━━ Data section

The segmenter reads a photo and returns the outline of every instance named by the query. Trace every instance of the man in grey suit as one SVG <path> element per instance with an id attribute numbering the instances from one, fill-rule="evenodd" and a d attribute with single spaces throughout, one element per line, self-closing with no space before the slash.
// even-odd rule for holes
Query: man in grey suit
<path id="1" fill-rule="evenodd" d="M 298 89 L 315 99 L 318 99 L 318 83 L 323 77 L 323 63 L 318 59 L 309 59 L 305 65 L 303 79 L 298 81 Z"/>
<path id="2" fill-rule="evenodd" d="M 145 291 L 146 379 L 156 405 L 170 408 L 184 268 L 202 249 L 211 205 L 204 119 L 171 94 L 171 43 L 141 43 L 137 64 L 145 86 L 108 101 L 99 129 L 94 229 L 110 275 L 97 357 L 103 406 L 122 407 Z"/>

━━━━

§ Problem details
Copy every one of the records above, line for line, with no changes.

§ The result
The segmenter reads a photo and returns the outline of every instance named by the query. Trace every instance of the man in grey suit as one SVG <path> element per instance with an id attribute numbering the instances from one, fill-rule="evenodd" and a d attribute with single spaces throughout, one element per line, self-closing with no space before the slash.
// even-odd rule for holes
Query: man in grey suit
<path id="1" fill-rule="evenodd" d="M 298 89 L 315 99 L 318 99 L 318 83 L 323 77 L 323 63 L 318 59 L 309 59 L 305 65 L 303 79 L 298 81 Z"/>
<path id="2" fill-rule="evenodd" d="M 145 291 L 146 379 L 156 405 L 170 408 L 184 268 L 202 249 L 211 205 L 204 119 L 171 94 L 171 43 L 141 43 L 137 64 L 145 86 L 108 101 L 99 129 L 94 229 L 110 275 L 97 357 L 103 406 L 122 407 Z"/>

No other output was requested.